INSTRUCTIONS TO FOLLOW ▸ Output the material below verbatim, keeping every line unchanged and in its original order.

[Stored data]
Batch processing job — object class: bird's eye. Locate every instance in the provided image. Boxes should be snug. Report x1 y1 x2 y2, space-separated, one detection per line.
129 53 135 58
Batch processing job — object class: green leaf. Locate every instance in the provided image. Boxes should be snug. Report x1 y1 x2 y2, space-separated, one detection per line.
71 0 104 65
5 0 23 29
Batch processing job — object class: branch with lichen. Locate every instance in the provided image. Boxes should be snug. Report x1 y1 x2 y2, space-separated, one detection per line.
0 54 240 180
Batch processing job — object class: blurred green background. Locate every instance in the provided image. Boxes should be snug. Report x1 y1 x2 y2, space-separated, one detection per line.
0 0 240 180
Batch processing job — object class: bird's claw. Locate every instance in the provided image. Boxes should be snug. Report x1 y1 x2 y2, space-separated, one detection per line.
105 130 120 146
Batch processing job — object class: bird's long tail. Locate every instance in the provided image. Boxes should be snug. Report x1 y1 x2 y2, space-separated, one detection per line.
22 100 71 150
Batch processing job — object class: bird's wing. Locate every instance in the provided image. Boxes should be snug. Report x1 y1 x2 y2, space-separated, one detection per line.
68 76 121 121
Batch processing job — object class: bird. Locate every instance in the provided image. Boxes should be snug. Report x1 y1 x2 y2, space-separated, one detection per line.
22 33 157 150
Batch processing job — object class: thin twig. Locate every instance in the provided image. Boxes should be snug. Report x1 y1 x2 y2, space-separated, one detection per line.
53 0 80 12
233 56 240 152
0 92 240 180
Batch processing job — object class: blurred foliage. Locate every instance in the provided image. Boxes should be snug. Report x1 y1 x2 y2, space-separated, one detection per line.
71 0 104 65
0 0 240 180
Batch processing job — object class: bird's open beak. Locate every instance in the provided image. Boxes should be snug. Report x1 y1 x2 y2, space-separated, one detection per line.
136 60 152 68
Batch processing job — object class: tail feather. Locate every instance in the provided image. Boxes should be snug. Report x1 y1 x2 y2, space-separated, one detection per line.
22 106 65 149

TASK RESPONSE ▸
Batch processing job — object class: bird's eye. Locate every instance in the provided image. Boxes should be snug. Report x1 y1 x2 y2, space-separated, one detection per line.
129 53 135 58
Batch processing job — object class: green leaf. Locate every instance in the provided image. Boxes should be snug. Report x1 y1 x2 y2, space-separated, one detection per line.
71 0 104 65
5 0 23 29
Batch processing job — object class: branch with lichen. Locate every instance in the provided image. Boxes should be snug. Report x1 y1 x2 y2, space-separated, one detection per line.
0 54 240 180
Batch processing job — object class: blurred green background. Locate every instance in the provided image. Boxes should be snug. Report x1 y1 x2 y2, space-separated, one detection per line.
0 0 240 180
Batch processing job — object class: bird's claw. Locate every instance in the provided image. Boxes should be snug. Report x1 y1 x2 y2, space-separated, one detection per line.
105 130 120 146
Batch processing job — object class: bird's long tail. Locate every instance in the provided image. Boxes should be snug. Report x1 y1 x2 y2, space-separated, one detection per line.
22 100 71 150
Batch processing job — object class: bird's wing. Locate every instance in the provided image. Boxes should be snug. Report x1 y1 x2 y2, space-separated, one detection per line.
68 76 121 121
Batch processing job — object class: bird. Locate every instance in the provided image. Boxes should be snug. Report x1 y1 x2 y2, space-separated, one detection per line.
22 33 157 150
Batch processing job — object class: thin twig. Locate every instance in the provided image. Boxes should be snug. Report x1 y1 x2 y2, space-separated, one detection per line.
53 0 80 12
233 56 240 152
0 92 240 180
Batch processing job — object class: blurred foliage. Locate every instance in the provided image. Boxes should be snug. Report x1 y1 x2 y2, space-separated, one detection per line.
71 0 104 65
0 0 240 180
Batch processing job — object class: bird's open beak. Locate every instance in the provided image. Boxes should be snug. Report x1 y1 x2 y2, space-separated, one detection per line.
136 60 152 68
Batch processing job — object class: tail feather. Locate every instance in the provided image. Boxes should be snug. Report x1 y1 x2 y2, space-separated, one detection per line.
22 106 65 149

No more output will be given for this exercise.